Task instructions:
Locate "Objective — for every instance of the white exterior" in the listing below, then output the line holding it and every line after it, exactly and with nothing else.

Object position labeling entries
'''

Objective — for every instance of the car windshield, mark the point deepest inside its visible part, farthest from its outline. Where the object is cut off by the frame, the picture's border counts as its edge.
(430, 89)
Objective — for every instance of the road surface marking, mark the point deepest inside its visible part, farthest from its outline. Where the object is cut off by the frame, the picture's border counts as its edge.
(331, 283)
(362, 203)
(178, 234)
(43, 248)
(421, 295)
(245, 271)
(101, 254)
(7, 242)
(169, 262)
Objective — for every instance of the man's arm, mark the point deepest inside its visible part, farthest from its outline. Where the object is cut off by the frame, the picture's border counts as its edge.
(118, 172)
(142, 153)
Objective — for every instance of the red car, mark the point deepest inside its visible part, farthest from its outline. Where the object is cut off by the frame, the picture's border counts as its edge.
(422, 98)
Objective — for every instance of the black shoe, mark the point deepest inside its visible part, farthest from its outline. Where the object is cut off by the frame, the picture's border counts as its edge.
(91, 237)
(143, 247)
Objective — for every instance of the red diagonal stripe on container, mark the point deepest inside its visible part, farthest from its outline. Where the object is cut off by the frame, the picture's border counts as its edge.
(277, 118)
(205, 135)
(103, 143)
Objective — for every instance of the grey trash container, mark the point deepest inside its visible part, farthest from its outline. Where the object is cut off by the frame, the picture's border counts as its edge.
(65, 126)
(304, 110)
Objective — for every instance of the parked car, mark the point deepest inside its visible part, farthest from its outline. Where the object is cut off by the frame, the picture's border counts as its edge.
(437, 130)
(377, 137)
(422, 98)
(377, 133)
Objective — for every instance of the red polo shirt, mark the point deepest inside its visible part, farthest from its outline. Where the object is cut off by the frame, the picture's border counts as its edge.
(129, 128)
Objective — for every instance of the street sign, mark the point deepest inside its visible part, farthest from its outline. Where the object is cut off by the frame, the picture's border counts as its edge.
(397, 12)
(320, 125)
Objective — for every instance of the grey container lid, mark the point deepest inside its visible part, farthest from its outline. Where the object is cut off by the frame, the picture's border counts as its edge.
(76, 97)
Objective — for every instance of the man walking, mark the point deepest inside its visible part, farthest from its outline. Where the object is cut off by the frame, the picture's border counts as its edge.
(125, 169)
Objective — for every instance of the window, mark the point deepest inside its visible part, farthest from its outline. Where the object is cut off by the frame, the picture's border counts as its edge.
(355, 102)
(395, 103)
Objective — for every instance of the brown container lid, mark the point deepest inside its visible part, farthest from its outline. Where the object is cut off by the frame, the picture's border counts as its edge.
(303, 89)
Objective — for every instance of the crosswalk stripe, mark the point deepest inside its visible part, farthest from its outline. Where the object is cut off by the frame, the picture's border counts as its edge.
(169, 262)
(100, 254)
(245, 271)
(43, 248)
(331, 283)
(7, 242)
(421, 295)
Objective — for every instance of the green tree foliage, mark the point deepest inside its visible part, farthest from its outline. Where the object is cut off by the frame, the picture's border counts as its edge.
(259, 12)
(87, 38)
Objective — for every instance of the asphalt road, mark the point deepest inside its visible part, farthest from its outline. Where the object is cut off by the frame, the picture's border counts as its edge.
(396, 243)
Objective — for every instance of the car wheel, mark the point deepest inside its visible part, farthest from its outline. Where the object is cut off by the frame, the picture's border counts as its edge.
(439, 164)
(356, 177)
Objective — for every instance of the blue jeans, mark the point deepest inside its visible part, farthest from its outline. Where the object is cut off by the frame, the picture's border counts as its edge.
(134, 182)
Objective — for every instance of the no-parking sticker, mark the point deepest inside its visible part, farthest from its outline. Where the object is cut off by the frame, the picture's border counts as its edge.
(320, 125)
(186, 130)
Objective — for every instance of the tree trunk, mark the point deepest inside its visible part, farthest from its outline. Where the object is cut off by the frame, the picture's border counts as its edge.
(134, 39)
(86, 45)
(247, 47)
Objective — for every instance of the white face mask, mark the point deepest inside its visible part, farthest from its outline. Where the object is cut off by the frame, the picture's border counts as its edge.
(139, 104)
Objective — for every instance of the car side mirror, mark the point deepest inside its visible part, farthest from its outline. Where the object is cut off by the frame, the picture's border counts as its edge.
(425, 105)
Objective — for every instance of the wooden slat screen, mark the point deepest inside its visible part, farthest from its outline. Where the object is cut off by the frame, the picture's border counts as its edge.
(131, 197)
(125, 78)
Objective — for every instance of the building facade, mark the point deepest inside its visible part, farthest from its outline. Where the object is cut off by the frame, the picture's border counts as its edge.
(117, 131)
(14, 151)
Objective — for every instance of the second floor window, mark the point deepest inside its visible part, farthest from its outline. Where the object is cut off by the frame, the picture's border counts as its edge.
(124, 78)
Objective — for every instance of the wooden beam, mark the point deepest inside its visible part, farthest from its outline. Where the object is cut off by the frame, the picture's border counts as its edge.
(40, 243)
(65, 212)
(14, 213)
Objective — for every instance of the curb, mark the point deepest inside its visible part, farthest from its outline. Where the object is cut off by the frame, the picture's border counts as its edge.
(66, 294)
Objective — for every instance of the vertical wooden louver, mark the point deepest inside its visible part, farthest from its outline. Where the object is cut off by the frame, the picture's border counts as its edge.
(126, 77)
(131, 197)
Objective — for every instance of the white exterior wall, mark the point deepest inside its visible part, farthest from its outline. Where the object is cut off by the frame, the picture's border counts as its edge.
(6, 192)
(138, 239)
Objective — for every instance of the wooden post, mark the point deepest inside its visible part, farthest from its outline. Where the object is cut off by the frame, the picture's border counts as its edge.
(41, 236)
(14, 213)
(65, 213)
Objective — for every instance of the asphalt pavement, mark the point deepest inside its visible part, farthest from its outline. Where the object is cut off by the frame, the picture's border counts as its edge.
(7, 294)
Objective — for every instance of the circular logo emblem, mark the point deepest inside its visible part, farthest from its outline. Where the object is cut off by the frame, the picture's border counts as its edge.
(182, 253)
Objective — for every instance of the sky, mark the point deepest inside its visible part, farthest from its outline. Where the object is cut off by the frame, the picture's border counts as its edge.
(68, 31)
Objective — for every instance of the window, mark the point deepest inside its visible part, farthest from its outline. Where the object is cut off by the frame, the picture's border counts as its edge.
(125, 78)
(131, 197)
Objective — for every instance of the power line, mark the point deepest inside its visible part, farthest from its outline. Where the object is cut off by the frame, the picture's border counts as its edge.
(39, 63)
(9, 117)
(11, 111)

'''

Solution:
Objective — for every instance of the white exterior wall, mark the point deepest inside its visible part, farthest from its outline. Where the object is cut off by the frame, the picture's border counts as its edge.
(6, 192)
(138, 239)
Objective — for every instance of the wooden post, mark the point deepest inside its visible part, farthest from its outline. Where the object is cut off by the frame, the picture's border counts as its edge.
(41, 236)
(14, 213)
(65, 213)
Objective — for every instance of the asphalt pavement, mark the point deepest inside its visible part, farthest from its outline. Where the object is cut off by the frame, the picture's border counts as its edge.
(7, 294)
Objective — for every instance of the circular logo emblem, mark the point deepest inside its visible part, farthest from its outline. Where the object is cut off by the frame, the picture's border counts as its edge.
(182, 253)
Objective — for every instance of the sky, mark the point deepest inside its visible part, farthest from its outline. Where the object is cut off by the frame, the picture's border counts as its edge.
(68, 31)
Objective — for every instance of the window, mark the point deepest inside its visible part, farthest from its outline. Where the object is cut off by the frame, the picture's border counts as its edge.
(125, 78)
(131, 197)
Objective — for every instance of the power line, mark the point deepest inside its visible part, farthest from its outline. Where the object is cut off by the frame, the picture's border counts as its edge.
(39, 63)
(9, 117)
(11, 111)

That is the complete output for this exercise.